*Quoted text:*
— BEGIN —

Al Zubara Fort (), also known as Fort Zubara(h), Zubara(h) Fort, Al Zubarah Fort, or Az Zubara(h) Fort, is a historic Qatari military fortress built under the oversight of Sheikh Abdullah bin Jassim Al Thani in 1938.

History

Al Zubara Fort was originally built by Sheikh Abdullah bin Jassim al Thani in 1938 to serve as a Coast Guard station, although some utter that it was built to serve as a police station. It was later renovated into a museum to display diverse exhibits and artworks, most especially for contemporarily topical archaeological findings.

Geography

Al Zubara Fort is situated in the ancient town of Zubarah, which in turn is located on the northwestern coast of the Qatar peninsula in the Al Shamal municipality, and is about 105 km from the Capital of Qatar .

— END —

*Directives:*
(1) In one to three sentences, explain why Al Zubara Fort was first built, according to the fort article.
(2) Reproduce the part of the fort article starting at "Al Zubara Fort was" and ending at "Capital of Qatar .".

Records of labeled points
— BEGIN —

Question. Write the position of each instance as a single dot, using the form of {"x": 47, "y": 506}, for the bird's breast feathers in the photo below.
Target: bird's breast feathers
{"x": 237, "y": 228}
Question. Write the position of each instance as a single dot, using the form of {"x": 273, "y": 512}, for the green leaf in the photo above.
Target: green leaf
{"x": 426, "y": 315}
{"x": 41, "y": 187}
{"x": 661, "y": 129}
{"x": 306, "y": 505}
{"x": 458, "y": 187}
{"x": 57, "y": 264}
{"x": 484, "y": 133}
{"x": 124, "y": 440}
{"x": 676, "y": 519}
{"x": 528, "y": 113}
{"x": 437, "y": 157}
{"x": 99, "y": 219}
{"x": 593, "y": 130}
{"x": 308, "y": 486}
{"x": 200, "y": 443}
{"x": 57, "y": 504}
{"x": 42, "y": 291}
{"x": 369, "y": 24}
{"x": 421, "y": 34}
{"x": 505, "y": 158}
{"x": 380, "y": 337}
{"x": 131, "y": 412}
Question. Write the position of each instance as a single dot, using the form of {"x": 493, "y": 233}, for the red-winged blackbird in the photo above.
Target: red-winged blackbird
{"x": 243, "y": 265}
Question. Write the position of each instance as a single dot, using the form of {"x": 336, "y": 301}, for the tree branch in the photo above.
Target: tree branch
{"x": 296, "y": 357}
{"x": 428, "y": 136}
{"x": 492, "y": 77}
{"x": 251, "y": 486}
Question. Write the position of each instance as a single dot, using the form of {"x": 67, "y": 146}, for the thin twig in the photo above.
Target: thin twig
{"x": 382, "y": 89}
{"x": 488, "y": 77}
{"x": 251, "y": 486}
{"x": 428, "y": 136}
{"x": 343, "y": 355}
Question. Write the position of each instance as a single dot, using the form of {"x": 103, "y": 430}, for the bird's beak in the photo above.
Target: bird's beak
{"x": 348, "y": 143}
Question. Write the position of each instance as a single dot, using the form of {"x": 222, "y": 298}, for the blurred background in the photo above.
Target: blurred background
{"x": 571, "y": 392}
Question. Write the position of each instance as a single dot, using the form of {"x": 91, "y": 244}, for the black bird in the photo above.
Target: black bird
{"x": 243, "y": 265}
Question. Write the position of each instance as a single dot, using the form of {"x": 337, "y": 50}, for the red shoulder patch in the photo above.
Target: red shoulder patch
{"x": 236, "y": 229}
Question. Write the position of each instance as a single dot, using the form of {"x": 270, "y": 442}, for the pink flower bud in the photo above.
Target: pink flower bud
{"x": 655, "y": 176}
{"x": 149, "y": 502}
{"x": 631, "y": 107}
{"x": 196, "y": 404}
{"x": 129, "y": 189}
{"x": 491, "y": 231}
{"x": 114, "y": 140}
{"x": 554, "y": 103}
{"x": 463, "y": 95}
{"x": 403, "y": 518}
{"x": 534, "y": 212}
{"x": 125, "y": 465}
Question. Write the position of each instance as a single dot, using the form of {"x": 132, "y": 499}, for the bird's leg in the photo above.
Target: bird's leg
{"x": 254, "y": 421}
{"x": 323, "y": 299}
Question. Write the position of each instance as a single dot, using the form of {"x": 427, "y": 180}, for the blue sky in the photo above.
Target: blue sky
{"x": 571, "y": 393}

— END —

*Solutions in order:*
(1) Sheikh Abdullah bin Jassim al Thani built Al Zubara Fort in 1938 to serve as a Coast Guard station. Some say it was instead meant to serve as a police station.

(2)
Al Zubara Fort was originally built by Sheikh Abdullah bin Jassim al Thani in 1938 to serve as a Coast Guard station, although some utter that it was built to serve as a police station. It was later renovated into a museum to display diverse exhibits and artworks, most especially for contemporarily topical archaeological findings.

Geography

Al Zubara Fort is situated in the ancient town of Zubarah, which in turn is located on the northwestern coast of the Qatar peninsula in the Al Shamal municipality, and is about 105 km from the Capital of Qatar .